Image of museum gallery hosting sculptures and paintings from the Indie Folk exhibition
2022 | Indie Folk: New Art and Sounds from the Pacific Northwest
The first exhibition to identify a regional artistic trend grounded in folk and craft traditions

EXHIBITION | January 18, 2022 – May 21, 2022
Indie Folk Reception and Gallery Talk With Guest Curator Melissa Feldman
Thursday, January 20, 2022, 4:00-6:00 p.m., Jordan Schnitzer Museum of Art
Reception begins at 4:00 p.m., and Gallery Talk begins at 4:30 p.m.
Indie Folk: Sounds from the Northwest: Bigger Boat Concert
Friday, April 22, 2022, 4:00–5:00 p.m.,
Jordan Schnitzer Museum of Art
Indie Folk: Sounds from the Northwest Concert
Friday, April 29, 2022, 4:00–7:00 p.m.,
Jordan Schnitzer Museum of Art

ABOUT | The Pacific Northwest is home to a unique artistic ecosystem involving craft traditions, pre-industrial cultures, and Indigenous and settler histories. Like folk art, the works featured here are handmade, unpretentious, and often blur the line between functionality and aesthetics. Artisanal woven baskets and tooled-wood objects mix with works that are makeshift, improvisational, and often employ salvaged materials. For the artists—patchwork quilters and abstract painters alike—a rural and working class ethos of passed down knowledge and making do with what you have is as foundational as academics and studio technique.

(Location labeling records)
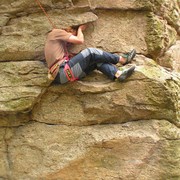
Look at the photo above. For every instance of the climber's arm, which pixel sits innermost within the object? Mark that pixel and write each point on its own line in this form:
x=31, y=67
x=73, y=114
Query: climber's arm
x=79, y=38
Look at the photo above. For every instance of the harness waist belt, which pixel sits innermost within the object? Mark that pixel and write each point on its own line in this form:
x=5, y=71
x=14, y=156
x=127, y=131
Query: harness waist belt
x=69, y=73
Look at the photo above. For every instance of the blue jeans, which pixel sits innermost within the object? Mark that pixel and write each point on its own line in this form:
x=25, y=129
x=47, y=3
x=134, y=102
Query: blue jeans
x=88, y=60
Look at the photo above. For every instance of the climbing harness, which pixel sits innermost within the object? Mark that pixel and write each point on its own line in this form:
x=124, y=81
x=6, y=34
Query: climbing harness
x=46, y=14
x=53, y=70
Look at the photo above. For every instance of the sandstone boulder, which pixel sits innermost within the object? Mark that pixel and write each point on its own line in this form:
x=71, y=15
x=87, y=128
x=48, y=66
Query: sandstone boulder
x=133, y=150
x=97, y=102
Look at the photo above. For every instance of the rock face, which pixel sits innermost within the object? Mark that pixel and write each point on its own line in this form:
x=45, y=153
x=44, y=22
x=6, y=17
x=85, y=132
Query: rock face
x=94, y=128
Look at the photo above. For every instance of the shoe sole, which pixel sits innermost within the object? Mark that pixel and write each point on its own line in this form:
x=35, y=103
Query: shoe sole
x=126, y=74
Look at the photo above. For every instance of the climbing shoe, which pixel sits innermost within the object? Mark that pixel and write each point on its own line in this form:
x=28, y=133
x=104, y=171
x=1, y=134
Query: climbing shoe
x=126, y=73
x=129, y=56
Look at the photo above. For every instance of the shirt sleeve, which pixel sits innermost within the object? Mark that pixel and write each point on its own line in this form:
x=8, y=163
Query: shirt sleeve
x=59, y=34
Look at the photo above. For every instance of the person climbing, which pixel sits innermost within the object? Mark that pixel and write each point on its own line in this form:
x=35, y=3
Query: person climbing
x=63, y=68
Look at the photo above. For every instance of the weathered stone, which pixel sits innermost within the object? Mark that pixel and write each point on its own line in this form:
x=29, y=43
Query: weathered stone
x=171, y=57
x=20, y=42
x=19, y=6
x=140, y=149
x=3, y=154
x=100, y=102
x=21, y=84
x=160, y=36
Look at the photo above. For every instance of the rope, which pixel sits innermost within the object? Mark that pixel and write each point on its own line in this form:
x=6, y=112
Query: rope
x=46, y=14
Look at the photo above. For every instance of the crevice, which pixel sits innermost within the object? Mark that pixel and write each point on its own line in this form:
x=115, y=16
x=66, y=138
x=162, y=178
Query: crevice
x=8, y=157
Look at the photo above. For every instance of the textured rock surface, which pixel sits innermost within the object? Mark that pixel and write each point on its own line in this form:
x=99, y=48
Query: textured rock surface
x=93, y=128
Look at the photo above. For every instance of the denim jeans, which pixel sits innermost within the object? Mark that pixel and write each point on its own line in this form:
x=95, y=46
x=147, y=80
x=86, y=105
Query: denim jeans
x=88, y=60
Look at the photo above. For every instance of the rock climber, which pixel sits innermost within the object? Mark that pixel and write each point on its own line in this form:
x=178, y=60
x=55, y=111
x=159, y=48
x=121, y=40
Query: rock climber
x=63, y=68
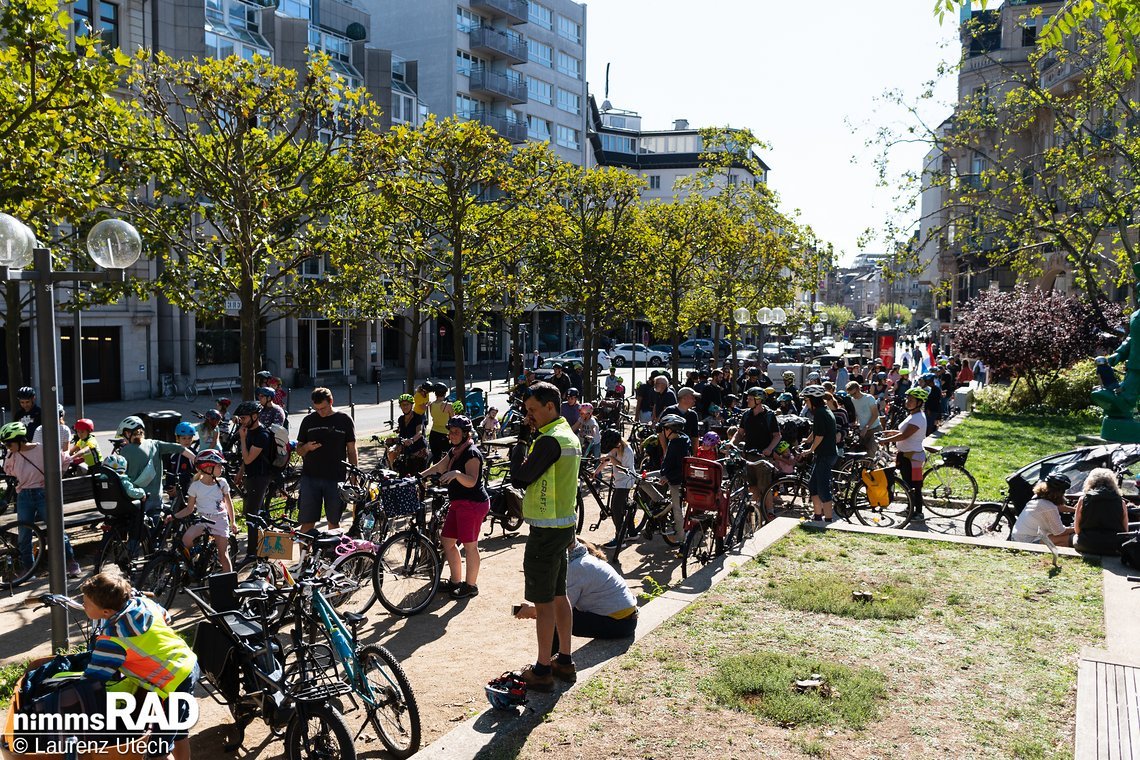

▶ Work required
Extend the Indie Folk exhibition text past its final sentence, keeping its tone.

▶ Response to the task
The exhibition features an intergenerational array of notable artists from throughout the region including Marita Dingus, Warren Dykeman, Joe Feddersen, Blair Saxon-Hill, Whiting Tennis, and Cappy Thompson. A playlist of Indie Folk music selected by Portland’s Mississippi Records will accompany the exhibition, filling the galleries with the sound of the Pacific Northwest.

Organized by the Jordan Schnitzer Museum of Art WSU and guest curated by Melissa E. Feldman. Indie Folk will travel to the Schneider Museum of Art, Ashland, OR; Bellevue Arts Museum, Bellevue, WA; Museum of Craft and Design, San Francisco, CA; and Hallie Ford Museum of Art, Willamette University, Salem, OR. We acknowledge Adams and Ollman, Portland, Oregon, where Indie Folk began in 2020 as a virtual exhibition. Funding for this exhibition is provided by the Samuel H. and Patricia W. Smith Endowment, the Mildred S. Bissinger Endowment, Patrick and Elizabeth Siler, Nancy Spitzer, and members of the Jordan Schnitzer Museum of Art WSU.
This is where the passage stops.